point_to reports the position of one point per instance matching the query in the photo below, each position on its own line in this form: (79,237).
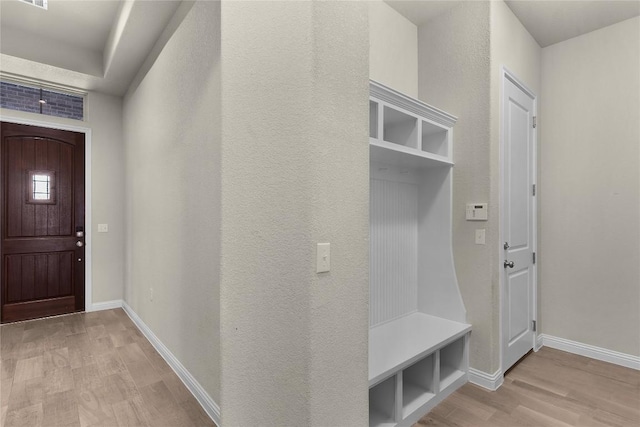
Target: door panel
(517,223)
(518,295)
(42,210)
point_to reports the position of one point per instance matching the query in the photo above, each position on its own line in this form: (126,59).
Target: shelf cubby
(435,139)
(400,128)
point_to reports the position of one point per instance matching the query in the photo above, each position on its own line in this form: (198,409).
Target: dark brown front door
(42,218)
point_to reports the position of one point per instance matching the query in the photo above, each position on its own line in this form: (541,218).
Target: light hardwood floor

★ ★ ★ ★ ★

§ What is being asked
When you transcribe these entries, keep every word exact and drop the pictures.

§ Exercise answer
point_to reports the position of one point per instance matching the query in the photo below, each position on its own line in this form: (79,237).
Target: door panel
(517,223)
(518,295)
(42,210)
point_to reports the position of one point per instance matching the query in the photo above, each position on its own line in this form: (126,59).
Target: shelf cubby
(435,139)
(400,128)
point_to reports the position of one point per instance matching the query in the photo above, each position on its own line in this form: (198,409).
Target: dark brown front door
(42,218)
point_to reports the position of one point per instance matching the query in the photo above, each position on its own line in this form: (541,218).
Target: light hardwood floor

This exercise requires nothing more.